EXERCISE INPUT: Begin
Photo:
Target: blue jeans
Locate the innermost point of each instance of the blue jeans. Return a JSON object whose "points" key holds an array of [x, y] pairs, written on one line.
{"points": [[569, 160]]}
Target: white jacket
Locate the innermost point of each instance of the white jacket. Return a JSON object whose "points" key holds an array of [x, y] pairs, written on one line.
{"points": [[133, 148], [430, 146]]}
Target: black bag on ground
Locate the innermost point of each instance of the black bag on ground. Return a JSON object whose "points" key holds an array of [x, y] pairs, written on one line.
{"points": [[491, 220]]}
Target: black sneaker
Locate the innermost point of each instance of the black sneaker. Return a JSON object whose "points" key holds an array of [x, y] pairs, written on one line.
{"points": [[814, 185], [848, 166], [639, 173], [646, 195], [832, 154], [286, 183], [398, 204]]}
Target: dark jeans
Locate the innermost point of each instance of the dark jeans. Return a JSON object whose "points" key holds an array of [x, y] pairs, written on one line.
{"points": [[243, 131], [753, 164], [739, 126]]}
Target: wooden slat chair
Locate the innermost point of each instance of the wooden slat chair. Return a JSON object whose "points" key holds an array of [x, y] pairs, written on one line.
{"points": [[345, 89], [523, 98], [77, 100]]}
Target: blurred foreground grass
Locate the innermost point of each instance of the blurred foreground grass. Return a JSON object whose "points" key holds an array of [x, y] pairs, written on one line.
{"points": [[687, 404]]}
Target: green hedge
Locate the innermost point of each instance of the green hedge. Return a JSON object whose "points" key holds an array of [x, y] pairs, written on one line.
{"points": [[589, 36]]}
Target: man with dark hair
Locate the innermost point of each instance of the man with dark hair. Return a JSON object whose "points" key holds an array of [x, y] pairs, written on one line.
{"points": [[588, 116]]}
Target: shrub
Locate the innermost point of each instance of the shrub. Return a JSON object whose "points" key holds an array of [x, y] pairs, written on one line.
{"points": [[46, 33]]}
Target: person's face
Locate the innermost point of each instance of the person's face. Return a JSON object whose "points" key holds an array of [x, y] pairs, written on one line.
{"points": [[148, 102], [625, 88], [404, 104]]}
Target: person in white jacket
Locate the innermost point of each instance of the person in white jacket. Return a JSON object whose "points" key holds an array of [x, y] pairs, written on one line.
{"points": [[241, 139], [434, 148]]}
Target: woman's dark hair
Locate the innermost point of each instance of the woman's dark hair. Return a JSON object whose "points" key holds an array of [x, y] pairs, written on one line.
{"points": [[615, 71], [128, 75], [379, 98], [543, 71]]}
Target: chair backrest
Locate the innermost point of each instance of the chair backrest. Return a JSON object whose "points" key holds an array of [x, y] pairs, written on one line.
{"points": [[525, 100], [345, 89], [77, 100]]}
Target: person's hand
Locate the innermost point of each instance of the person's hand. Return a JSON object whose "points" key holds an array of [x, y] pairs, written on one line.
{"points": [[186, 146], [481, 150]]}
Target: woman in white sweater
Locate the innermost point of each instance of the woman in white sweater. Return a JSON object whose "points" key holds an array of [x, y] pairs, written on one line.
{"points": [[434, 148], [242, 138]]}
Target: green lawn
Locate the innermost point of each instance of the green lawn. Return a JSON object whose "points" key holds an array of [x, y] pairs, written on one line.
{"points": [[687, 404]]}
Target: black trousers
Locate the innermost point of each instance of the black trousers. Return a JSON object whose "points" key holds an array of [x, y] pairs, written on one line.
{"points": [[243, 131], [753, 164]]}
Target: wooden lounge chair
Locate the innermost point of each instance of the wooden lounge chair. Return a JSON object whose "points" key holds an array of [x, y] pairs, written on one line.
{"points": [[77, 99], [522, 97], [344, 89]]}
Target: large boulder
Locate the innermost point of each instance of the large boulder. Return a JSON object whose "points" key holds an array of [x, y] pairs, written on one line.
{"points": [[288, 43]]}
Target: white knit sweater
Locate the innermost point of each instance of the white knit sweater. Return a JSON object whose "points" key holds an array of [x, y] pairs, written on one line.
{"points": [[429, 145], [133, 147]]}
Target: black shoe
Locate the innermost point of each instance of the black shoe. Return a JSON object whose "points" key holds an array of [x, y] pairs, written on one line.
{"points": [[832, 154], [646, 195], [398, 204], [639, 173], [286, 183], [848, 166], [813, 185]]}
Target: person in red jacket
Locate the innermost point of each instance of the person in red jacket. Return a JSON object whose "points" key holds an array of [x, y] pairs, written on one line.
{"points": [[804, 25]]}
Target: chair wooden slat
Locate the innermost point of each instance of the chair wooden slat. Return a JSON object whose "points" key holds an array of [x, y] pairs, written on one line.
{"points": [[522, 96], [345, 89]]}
EXERCISE INPUT: End
**WHAT NEEDS TO BE DONE:** Write the listing out again, word for word.

**WRITTEN ANSWER:**
Photo:
Target: blue jeans
Locate the innermost point of each instance of the blue jeans. Return a JSON object whose "points" key holds an array of [x, y] pairs, written on one line.
{"points": [[569, 160]]}
Target: white jacket
Locate the innermost point of each instance of the white jacket. Return a JSON object whose "points" key holds an array of [x, y] pairs, written on one line.
{"points": [[133, 148], [430, 146]]}
Target: black bag on ground
Locate the innermost point of each instance of the black bag on ground. Return a JSON object whose "points" key holds an array of [x, y] pairs, written on one line.
{"points": [[491, 220]]}
Target: black sneaker
Locate the innermost point of each instance of the black sneaker. Return a JSON object whose "points" key holds an array of [x, y] pairs, written on one line.
{"points": [[814, 185], [848, 166], [639, 173], [646, 195], [832, 154], [286, 183], [398, 204]]}
Target: dark jeans
Locate the innermost point of each instance of the dark jeans. Return a JSON object whose "points" key holds an array of [x, y] pairs, written on one line.
{"points": [[243, 131], [753, 164], [739, 126]]}
Target: wooden slat chair
Locate the innermost point of each instance of the wooden slat chair. Return a JSON object whose "points" key holds an array of [x, y] pairs, written on one line.
{"points": [[345, 89], [523, 98], [77, 100]]}
Target: blurred foreground grass
Locate the innermost point of each instance of the blurred foreground grass. Return a JSON object whose "points" key holds an array of [x, y] pairs, written on one line.
{"points": [[687, 404]]}
Target: green hedge
Locate the innermost point of each instance of the green hedge. Return a JSON object whose "points" key holds an array of [x, y] pairs, written on one line.
{"points": [[589, 36]]}
Target: man with dark hair
Locate the innermost point of each instance of the man with dark hair. Return a JSON object whose "points" key holds an array of [x, y] pairs, written on one line.
{"points": [[588, 116]]}
Target: shrub
Locate the innermost point of each instance of the shrub. Return a JSON object whose "points" key holds an array of [x, y] pairs, written on one line.
{"points": [[46, 33]]}
Target: person's face
Locate the innermost point of each instance of the person's face. Return a JSON object whose "points" key holds an array of [x, y] pairs, written on one line.
{"points": [[148, 102], [625, 88], [404, 104]]}
Target: person in white jacket
Locate the innermost point of each instance of the person in white jacket. Return a JSON object whose "points" key holds an array of [x, y] pairs, written on one line.
{"points": [[241, 139], [434, 148]]}
Target: woman's dark hair
Locate the innermost point of each instance of the woman's dark hair. Return a JSON object whose "points" key holds an array of [x, y] pairs, written on one line.
{"points": [[615, 71], [128, 75], [379, 98], [543, 71]]}
Target: chair backrest
Locate the innermost point of each instance of the chair backrest. Return a JSON object whose "points" key holds an array of [x, y] pairs, written on one line.
{"points": [[525, 100], [345, 89], [77, 100]]}
Target: person's hand
Locate the innermost point of each instance of the person's hand. Return a JSON object whose "points" key holds an array of [x, y] pairs, written on one line.
{"points": [[186, 146], [481, 150]]}
Target: woman in white sweater
Locate the innermost point of each instance of the woman in white sweater. Return a JSON object whose "points" key holds an array of [x, y] pairs, written on one line.
{"points": [[434, 148], [242, 138]]}
Target: green lawn
Locate the innermost point of each instance of the green lawn. Return a JSON object whose "points" key holds an array of [x, y] pairs, written on one line.
{"points": [[687, 404]]}
Target: black trousers
Locate the innermost point of each instance of the black trousers. Return a JSON object whose "points" key holds an array of [x, y] pairs, written on one line.
{"points": [[243, 131], [753, 164]]}
Target: wooden lounge chair
Locate the innermost point of each instance of the wooden lounge chair. Return a JSON object whose "points" key holds an array of [x, y] pairs, written on one line.
{"points": [[77, 99], [522, 97], [344, 89]]}
Target: large boulder
Locate the innermost point of each instance of the large boulder. Return a JSON object whose "points" key holds an array of [x, y] pairs, written on one line.
{"points": [[288, 43]]}
Target: white knit sweater
Locate the innermost point of each instance of the white knit sweater. Return a JSON object whose "points" key holds an array of [x, y] pairs, written on one line.
{"points": [[429, 145], [133, 147]]}
Target: black shoe
Locate the innermost point of each instance of the black shoe. Return a JSON object whose "points" key holds an array of [x, y] pairs, written on one line.
{"points": [[832, 154], [646, 195], [398, 204], [639, 173], [286, 183], [848, 166], [813, 185]]}
Target: person in red jacket
Locate the innermost point of each instance of the person in red jacket. Return a JSON object whose "points" key holds an array of [x, y] pairs, written on one line.
{"points": [[804, 25]]}
Target: chair wooden slat
Locate the innermost point of each instance of the chair wooden slat. Return a JSON object whose "points" key holds an array of [x, y] pairs, written on one line.
{"points": [[522, 96], [345, 89]]}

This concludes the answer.